▶ [DATA SUPPLIED]:

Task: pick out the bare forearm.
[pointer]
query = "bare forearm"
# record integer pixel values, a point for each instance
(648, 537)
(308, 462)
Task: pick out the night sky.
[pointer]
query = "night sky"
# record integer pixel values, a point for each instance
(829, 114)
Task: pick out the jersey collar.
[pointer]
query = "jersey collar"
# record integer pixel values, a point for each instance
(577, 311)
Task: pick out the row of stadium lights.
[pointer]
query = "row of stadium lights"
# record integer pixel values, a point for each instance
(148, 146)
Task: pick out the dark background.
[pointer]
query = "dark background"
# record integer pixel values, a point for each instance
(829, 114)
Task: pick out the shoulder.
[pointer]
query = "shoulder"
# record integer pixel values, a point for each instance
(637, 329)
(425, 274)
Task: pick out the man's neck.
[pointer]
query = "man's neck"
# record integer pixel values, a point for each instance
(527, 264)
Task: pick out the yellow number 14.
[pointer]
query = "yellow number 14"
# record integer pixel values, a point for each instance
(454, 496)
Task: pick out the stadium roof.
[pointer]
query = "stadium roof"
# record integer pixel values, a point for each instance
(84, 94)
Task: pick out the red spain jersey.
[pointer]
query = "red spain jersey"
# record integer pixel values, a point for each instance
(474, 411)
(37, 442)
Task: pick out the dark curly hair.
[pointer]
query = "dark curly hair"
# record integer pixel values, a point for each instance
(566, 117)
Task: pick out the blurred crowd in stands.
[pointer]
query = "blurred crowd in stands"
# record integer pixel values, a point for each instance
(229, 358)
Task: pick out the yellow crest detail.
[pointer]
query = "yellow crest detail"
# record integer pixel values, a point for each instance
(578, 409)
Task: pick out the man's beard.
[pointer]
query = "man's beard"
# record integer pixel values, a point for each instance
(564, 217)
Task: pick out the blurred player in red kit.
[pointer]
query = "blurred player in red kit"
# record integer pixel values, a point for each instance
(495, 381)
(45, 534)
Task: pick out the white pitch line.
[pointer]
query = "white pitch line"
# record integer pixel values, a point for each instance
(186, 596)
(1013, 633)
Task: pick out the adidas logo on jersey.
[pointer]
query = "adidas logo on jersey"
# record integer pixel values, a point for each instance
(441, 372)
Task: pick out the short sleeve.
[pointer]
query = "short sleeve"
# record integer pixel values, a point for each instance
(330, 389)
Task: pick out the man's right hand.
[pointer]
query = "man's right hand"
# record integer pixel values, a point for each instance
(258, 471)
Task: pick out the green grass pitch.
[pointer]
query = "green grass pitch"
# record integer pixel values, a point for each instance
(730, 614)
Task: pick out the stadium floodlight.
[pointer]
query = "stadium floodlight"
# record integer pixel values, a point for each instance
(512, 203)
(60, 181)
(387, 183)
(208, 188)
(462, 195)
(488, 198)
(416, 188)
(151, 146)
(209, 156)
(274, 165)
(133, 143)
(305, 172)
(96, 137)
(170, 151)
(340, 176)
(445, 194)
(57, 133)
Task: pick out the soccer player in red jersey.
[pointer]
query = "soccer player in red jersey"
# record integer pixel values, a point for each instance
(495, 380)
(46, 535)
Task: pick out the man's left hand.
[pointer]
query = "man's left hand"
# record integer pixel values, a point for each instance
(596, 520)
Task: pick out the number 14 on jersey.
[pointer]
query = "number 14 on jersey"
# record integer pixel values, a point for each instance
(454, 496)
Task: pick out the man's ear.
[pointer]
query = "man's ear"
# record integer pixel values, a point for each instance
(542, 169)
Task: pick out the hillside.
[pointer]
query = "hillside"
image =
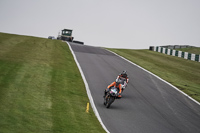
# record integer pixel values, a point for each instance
(41, 89)
(182, 73)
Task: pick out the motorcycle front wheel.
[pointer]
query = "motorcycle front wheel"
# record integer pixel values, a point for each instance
(109, 101)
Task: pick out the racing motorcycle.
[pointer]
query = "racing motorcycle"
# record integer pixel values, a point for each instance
(110, 96)
(122, 82)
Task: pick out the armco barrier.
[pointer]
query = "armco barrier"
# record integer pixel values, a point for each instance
(181, 54)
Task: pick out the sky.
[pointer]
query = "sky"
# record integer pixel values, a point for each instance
(132, 24)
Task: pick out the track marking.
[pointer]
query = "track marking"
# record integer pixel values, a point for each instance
(88, 90)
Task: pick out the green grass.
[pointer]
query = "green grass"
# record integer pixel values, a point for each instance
(41, 90)
(184, 74)
(190, 50)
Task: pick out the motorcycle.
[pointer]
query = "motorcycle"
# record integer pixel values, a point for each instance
(110, 96)
(122, 82)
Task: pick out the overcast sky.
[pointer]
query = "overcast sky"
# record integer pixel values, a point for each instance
(133, 24)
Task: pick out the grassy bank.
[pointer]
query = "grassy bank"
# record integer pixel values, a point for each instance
(41, 89)
(184, 74)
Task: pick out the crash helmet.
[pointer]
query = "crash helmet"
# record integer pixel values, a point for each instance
(124, 74)
(117, 82)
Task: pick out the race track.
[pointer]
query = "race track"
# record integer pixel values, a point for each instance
(148, 105)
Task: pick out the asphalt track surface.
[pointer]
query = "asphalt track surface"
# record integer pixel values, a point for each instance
(148, 105)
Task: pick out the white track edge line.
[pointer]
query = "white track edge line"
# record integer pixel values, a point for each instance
(88, 90)
(156, 77)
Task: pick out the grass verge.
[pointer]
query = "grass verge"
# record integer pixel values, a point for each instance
(184, 74)
(41, 89)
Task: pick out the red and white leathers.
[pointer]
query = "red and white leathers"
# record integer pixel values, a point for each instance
(123, 78)
(119, 86)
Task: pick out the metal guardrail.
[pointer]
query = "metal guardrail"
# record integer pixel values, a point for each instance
(173, 52)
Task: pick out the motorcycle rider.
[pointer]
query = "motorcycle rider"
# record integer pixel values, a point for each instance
(123, 76)
(114, 84)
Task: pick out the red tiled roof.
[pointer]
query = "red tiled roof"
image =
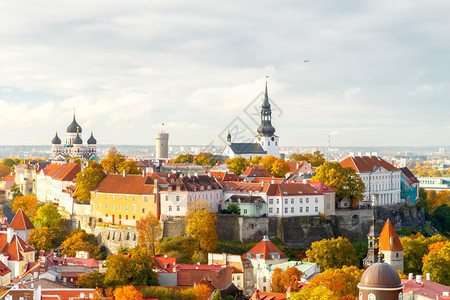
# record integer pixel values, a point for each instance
(267, 248)
(256, 171)
(322, 187)
(429, 290)
(366, 163)
(129, 184)
(386, 243)
(68, 172)
(21, 221)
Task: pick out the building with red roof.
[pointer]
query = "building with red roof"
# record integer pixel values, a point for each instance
(391, 247)
(382, 179)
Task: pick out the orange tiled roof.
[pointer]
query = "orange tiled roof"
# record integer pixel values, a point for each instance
(366, 163)
(386, 243)
(68, 173)
(21, 221)
(267, 248)
(129, 184)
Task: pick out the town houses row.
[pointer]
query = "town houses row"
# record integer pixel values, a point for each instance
(125, 198)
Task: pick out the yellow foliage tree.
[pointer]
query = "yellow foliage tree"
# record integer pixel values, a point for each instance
(333, 253)
(128, 292)
(150, 231)
(201, 225)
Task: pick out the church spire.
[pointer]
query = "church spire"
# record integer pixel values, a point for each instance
(266, 129)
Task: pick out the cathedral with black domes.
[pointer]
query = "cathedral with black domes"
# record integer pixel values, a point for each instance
(74, 144)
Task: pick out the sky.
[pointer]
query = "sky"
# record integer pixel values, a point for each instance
(362, 73)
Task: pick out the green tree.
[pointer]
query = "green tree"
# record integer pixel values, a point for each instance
(237, 165)
(112, 160)
(345, 181)
(79, 240)
(201, 225)
(150, 231)
(184, 158)
(438, 264)
(47, 216)
(333, 253)
(87, 180)
(92, 280)
(41, 239)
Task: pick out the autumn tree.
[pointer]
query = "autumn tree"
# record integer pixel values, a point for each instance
(28, 204)
(342, 281)
(414, 249)
(201, 225)
(333, 253)
(150, 231)
(79, 240)
(281, 279)
(345, 181)
(87, 180)
(237, 165)
(128, 292)
(41, 239)
(47, 216)
(184, 158)
(91, 280)
(112, 160)
(437, 262)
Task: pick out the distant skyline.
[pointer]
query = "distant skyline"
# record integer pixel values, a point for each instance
(364, 73)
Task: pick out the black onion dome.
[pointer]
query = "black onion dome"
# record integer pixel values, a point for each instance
(74, 127)
(56, 140)
(77, 140)
(92, 140)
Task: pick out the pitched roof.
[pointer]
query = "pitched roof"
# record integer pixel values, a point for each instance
(256, 171)
(266, 248)
(129, 184)
(389, 240)
(21, 221)
(68, 172)
(250, 148)
(366, 163)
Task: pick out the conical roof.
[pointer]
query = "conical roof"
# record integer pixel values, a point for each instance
(74, 127)
(92, 140)
(56, 140)
(21, 221)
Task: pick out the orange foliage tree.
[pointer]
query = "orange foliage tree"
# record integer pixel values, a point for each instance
(280, 279)
(128, 292)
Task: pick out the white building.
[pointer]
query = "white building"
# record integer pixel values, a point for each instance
(380, 178)
(266, 141)
(185, 189)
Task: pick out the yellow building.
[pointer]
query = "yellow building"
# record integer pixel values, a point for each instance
(123, 199)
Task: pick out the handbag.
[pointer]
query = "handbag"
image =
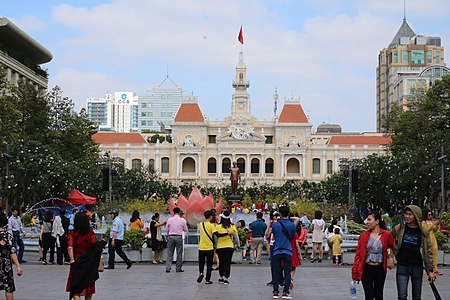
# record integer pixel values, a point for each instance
(101, 266)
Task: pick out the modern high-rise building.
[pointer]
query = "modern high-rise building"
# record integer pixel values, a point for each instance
(159, 106)
(21, 55)
(118, 112)
(410, 63)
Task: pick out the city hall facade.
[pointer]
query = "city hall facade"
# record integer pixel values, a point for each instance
(272, 152)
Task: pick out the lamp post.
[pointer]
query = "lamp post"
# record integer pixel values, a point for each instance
(442, 159)
(107, 156)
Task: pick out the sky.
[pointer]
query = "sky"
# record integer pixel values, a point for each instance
(323, 52)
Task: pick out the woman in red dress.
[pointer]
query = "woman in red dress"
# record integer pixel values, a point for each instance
(79, 241)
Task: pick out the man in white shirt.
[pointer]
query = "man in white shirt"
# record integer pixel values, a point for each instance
(15, 226)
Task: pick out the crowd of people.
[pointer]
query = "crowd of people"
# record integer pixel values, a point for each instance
(285, 238)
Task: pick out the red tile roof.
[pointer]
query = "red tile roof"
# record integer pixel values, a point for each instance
(114, 137)
(292, 113)
(189, 112)
(359, 140)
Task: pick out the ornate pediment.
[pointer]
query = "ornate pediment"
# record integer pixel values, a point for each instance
(238, 132)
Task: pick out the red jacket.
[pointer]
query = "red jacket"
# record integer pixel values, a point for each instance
(360, 258)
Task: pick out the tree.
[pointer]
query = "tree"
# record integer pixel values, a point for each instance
(418, 135)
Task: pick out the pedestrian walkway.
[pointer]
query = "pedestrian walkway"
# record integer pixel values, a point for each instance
(146, 281)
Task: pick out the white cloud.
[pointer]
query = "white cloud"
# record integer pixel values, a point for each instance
(329, 60)
(30, 23)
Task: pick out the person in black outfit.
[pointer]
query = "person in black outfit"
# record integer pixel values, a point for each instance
(61, 251)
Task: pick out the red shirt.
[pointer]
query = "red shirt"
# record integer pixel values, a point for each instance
(387, 241)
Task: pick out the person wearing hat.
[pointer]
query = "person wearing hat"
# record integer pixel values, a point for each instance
(175, 227)
(116, 235)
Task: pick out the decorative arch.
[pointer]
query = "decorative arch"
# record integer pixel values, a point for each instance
(269, 166)
(188, 165)
(136, 164)
(292, 166)
(241, 165)
(254, 166)
(226, 165)
(212, 165)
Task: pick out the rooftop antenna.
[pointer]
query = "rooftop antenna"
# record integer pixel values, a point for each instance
(404, 10)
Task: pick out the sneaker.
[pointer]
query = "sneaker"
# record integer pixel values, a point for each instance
(200, 278)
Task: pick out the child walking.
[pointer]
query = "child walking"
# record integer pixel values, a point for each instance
(336, 241)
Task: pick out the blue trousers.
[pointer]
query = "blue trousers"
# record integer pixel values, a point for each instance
(286, 270)
(18, 244)
(404, 272)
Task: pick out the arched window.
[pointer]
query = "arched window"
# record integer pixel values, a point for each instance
(136, 164)
(188, 165)
(212, 165)
(241, 165)
(254, 166)
(269, 166)
(226, 165)
(329, 167)
(151, 165)
(316, 166)
(293, 166)
(165, 165)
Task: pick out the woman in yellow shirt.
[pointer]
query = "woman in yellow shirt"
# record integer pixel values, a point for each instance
(135, 221)
(432, 226)
(225, 245)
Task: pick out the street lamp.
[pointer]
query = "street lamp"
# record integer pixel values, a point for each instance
(107, 156)
(442, 159)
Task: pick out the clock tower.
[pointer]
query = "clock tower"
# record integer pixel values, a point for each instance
(240, 106)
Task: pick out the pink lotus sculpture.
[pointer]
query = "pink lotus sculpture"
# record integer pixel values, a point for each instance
(195, 206)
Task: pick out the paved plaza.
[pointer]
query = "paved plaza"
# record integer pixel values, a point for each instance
(147, 281)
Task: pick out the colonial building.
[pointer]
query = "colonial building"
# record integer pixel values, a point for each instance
(272, 152)
(21, 55)
(410, 64)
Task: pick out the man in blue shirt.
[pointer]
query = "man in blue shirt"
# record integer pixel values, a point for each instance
(116, 240)
(258, 229)
(284, 231)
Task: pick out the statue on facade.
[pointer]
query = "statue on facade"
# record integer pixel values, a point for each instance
(235, 177)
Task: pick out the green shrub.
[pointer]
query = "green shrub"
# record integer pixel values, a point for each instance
(441, 239)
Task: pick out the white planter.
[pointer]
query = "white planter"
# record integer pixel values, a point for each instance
(348, 258)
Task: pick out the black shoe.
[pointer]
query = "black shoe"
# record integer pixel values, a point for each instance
(200, 278)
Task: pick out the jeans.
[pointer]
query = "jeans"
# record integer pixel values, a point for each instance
(61, 251)
(174, 242)
(287, 263)
(373, 279)
(403, 274)
(18, 244)
(225, 256)
(116, 249)
(208, 256)
(257, 244)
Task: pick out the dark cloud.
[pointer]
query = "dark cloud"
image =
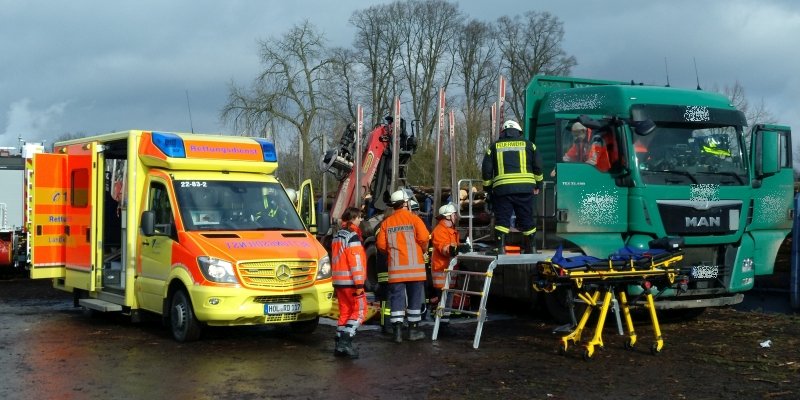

▶ [WHAT THE EXERCISE ASKS]:
Retype the first line of the entries and every line after it, please, through the line that contains "Task: pick out the shoulder.". Add nothing.

▶ [ANSWER TO THIS PROBLEM]:
Task: pick out the bare forearm.
[pointer]
query = "bare forearm"
# record integer pixel values, a point for each instance
(648, 537)
(308, 462)
Task: pick out the night sky.
[pointer]
query = "night sky"
# record integer pixel values, a point for each instance
(829, 114)
Task: pick out the jersey collar.
[pointer]
query = "jersey collar"
# record integer pixel values, a point for each instance
(577, 311)
Task: pick out the row of stadium lights.
[pointer]
query = "row of stadium lights"
# record integer pixel values, a point for each instance
(148, 146)
Task: pick out the dark background.
[pointer]
query = "dark background"
# record integer pixel values, a point for each instance
(829, 114)
Task: pick out the shoulder.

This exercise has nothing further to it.